*Questões a responder*
a – Segundo o excerto selecionado, que viagem cancelou Pedro Sánchez devido à situação em Ceuta?
b – Extraia do excerto selecionado o trecho que começa nas palavras "Pedro Sánchez assegura" e termina depois das palavras "ante cualquier desafío.".
--- Excerto selecionado ---
Pedro Sánchez assegura “máxima firmeza”
Numa mensagem publicada na rede social Twitter, o primeiro-ministro espanhol, Pedro Sánchez, garantiu que o Governo irá utilizar "a máxima firmeza" para restaurar a normalidade em Ceuta.
Mi prioridad en este momento es devolver la normalidad a Ceuta. Sus ciudadanos y ciudadanas deben saber que cuentan con el apoyo absoluto del Gobierno de España y la máxima firmeza para velar por su seguridad y defender su integridad como parte del país ante cualquier desafío.
— Pedro Sánchez (@sanchezcastejon) May 18, 2021
"A minha prioridade neste momento é devolver a normalidade a Ceuta. Os seus cidadãos devem saber que têm o apoio total do Governo de Espanha e a máxima firmeza para garantir a sua segurança e defender a sua integridade como parte do país face a qualquer desafio", afiançou o chefe do Executivo.
A situação no enclave espanhol no norte de África levou Pedro Sánchez a cancelar a viagem que tinha prevista a Paris para participar numa cimeira sobre o financiamento de África organizada pelo Presidente francês, Emmanuel Macron.
No final desta manhã, após a reunião semanal do Conselho de Ministros espanhol, Sánchez fará uma declaração institucional a partir da sede do Governo, o Palácio da Moncloa, sobre a situação em Ceuta.
“Estado de exceção”
O presidente de Ceuta, Juan Jesús Vivas, garantiu, por sua vez, que a situação atual na cidade é de “exceção”, justificando com a pandemia da Covid-19. “As pessoas estão fechadas em casa. As crianças não foram à escola. Não está apenas em jogo a tranquilidade de Ceuta, mas também a integridade territorial espanhola”, afirmou Jesús Vivas esta terça-feira.
O presidente de Ceuta afirma que a cidade “sofreu uma invasão” e defende que “seria um erro tratar este assunto como um problema migratório. Isto vai além do campo migratório e atinge outros aspetos pela forma como ocorreu, pelo número de pessoas e pela atitude das autoridades marroquinas”.
Jesús Vivas implorou ainda ao Governo espanhol para que seja dada “uma resposta proporcional, eficaz, contundente e imediata”. “O Estado tem de estar presente e responder. Precisamos que a polícia, a Guarda Civil e o Exército continuem a atuar e a exercer toda a capacidade diplomática”, asseverou o presidente de Ceuta.
A entrada massiva de marroquinos em Ceuta ocorre num contexto de tensão diplomática com Marrocos, após a hospitalização em Espanha do líder do movimento de independência saharaui Frente Polisario, que estava a ser tratado e a recuperar da infeção por Covid-19.
--- Registos ---
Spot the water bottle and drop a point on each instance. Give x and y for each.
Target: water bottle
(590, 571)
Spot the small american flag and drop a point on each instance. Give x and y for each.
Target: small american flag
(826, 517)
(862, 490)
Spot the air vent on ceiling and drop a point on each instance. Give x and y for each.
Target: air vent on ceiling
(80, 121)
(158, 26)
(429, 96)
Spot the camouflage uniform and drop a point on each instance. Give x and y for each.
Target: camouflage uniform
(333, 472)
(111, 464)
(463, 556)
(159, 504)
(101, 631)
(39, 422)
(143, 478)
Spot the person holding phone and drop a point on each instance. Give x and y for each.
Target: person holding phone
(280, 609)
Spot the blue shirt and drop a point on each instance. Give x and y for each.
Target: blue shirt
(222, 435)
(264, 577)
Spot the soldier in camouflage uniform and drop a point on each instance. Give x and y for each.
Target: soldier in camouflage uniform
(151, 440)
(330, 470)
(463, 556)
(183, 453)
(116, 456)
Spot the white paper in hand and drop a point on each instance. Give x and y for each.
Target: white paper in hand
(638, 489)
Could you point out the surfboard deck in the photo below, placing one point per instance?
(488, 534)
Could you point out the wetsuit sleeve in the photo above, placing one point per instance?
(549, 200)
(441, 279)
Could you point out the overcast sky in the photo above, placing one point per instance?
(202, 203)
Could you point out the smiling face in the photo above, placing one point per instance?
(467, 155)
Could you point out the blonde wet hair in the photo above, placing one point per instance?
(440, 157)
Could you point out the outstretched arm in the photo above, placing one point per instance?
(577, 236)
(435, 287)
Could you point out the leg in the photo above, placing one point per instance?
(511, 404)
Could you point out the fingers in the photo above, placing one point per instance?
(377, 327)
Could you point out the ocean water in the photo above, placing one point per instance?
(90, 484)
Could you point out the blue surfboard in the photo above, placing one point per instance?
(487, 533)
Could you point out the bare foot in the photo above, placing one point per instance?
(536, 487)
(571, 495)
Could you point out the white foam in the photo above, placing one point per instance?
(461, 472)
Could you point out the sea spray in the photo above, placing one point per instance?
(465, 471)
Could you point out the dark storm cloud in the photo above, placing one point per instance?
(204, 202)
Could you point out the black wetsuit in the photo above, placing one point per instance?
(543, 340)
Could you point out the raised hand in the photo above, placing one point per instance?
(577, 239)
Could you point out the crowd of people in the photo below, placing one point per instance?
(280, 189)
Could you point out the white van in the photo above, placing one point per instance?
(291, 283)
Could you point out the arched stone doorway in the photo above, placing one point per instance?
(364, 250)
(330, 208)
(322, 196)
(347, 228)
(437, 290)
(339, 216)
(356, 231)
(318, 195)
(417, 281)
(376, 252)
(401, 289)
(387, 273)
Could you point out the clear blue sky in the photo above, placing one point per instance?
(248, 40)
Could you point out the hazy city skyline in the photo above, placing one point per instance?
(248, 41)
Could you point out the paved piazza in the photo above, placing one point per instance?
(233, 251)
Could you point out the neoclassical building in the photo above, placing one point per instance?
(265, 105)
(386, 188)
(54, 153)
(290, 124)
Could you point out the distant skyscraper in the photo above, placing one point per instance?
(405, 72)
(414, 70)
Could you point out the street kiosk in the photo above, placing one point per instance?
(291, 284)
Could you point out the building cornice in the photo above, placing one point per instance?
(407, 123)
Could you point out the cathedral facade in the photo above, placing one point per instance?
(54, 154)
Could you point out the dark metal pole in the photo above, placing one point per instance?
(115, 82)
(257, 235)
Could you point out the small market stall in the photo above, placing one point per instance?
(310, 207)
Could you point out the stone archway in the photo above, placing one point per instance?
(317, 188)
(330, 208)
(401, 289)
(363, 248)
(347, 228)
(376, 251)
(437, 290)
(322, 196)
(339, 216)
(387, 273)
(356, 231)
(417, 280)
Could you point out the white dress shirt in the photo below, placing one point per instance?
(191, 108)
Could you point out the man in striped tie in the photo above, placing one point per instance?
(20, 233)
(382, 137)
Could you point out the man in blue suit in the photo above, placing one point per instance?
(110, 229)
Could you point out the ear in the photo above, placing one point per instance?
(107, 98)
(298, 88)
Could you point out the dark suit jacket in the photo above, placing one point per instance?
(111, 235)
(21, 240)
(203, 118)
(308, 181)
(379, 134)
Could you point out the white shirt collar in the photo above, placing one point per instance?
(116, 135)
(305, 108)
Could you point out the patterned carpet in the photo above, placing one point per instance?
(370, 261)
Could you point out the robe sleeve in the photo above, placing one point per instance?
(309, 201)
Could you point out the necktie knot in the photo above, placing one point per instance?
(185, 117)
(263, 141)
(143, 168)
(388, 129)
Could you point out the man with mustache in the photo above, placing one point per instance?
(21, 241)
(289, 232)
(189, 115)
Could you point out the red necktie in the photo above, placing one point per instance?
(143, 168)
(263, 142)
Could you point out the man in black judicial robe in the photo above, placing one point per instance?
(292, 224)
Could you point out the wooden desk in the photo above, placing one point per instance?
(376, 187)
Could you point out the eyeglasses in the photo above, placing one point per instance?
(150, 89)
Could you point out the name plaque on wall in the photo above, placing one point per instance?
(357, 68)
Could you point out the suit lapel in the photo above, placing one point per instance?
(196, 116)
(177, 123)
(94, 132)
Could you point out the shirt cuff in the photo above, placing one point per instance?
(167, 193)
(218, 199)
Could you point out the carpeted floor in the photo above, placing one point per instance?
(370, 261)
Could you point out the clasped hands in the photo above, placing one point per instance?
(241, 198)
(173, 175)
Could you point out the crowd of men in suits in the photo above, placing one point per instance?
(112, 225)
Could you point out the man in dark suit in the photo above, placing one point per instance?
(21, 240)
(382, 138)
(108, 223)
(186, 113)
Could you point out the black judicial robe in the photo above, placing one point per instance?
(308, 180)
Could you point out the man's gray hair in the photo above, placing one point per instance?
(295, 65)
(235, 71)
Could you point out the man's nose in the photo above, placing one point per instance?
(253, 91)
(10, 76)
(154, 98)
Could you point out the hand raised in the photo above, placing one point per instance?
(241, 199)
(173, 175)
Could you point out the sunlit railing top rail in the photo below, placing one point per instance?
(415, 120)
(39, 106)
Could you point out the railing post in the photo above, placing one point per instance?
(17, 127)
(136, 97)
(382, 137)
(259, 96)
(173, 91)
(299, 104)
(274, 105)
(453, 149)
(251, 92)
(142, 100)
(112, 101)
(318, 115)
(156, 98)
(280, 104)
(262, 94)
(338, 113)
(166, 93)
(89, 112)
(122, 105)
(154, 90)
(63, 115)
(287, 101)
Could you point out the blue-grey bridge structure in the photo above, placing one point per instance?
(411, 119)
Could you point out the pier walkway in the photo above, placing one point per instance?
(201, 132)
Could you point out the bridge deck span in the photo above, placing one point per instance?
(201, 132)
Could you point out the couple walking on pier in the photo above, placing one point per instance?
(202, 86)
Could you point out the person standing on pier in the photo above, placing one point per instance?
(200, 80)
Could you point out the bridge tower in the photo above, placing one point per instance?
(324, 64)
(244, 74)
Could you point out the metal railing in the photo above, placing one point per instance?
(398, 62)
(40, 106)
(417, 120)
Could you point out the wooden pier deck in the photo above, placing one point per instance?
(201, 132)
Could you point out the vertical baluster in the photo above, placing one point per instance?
---
*Respostas às tarefas*
a – A viagem a Paris para participar numa cimeira sobre o financiamento de África organizada pelo Presidente francês, Emmanuel Macron.

b –
Pedro Sánchez assegura “máxima firmeza”
Numa mensagem publicada na rede social Twitter, o primeiro-ministro espanhol, Pedro Sánchez, garantiu que o Governo irá utilizar "a máxima firmeza" para restaurar a normalidade em Ceuta.
Mi prioridad en este momento es devolver la normalidad a Ceuta. Sus ciudadanos y ciudadanas deben saber que cuentan con el apoyo absoluto del Gobierno de España y la máxima firmeza para velar por su seguridad y defender su integridad como parte del país ante cualquier desafío.